=== Begin Enclosure ===

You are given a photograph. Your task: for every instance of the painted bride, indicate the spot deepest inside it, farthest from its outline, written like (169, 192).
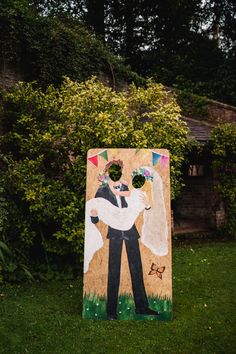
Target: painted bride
(154, 231)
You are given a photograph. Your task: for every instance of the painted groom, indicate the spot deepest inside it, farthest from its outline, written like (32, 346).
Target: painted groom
(116, 240)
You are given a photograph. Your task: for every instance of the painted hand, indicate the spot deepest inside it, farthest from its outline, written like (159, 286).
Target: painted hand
(143, 198)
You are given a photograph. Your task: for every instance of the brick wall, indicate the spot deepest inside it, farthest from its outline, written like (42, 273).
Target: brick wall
(200, 202)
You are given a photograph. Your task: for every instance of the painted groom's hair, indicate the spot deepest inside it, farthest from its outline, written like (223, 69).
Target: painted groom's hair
(114, 162)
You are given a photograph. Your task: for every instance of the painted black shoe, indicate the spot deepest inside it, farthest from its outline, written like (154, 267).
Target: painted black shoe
(111, 317)
(147, 312)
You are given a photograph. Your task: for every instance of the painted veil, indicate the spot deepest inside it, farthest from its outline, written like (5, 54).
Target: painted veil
(154, 234)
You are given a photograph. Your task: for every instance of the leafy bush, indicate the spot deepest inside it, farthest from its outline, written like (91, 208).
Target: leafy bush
(45, 48)
(223, 141)
(44, 145)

=== End Enclosure ===

# Exercise description
Each line of the entries that contains the word "every" should be listed.

# Response area
You are given a photograph. Your task: for every instance of the painted bride, indicate the spot deepest inside it, farthest from its outline, written like (169, 192).
You are given a photograph. Your task: for every instance of the painted groom, indicate the spot deepest inside it, farthest from its outline, written like (32, 346).
You are given a photograph. Your task: for every instance of the painted hand, indicate the spot deepest inside it, farthest from its outline, written like (159, 286).
You are given a photograph. Your task: for every instance of the brick wall, indicate the spot deepest inside it, farthest from its outline, written like (42, 273).
You are given a photograph. Your task: for every instance of the painted groom's hair, indicate the spot deepest inside it, farthest from its outline, written like (223, 69).
You are given a photograph. Your task: for every instance of the painted black shoe, indicate the spot deepest inside it, farthest from its outline, written like (154, 267).
You are given a photograph. Your task: for every instance of the painted veil, indicate the spot deepest inside it, farthest from its outline, written like (5, 54).
You are given a photograph. Your task: for every instance of the leafy bush, indicate the spot deepest inside it, farthest from its outline, written like (91, 208).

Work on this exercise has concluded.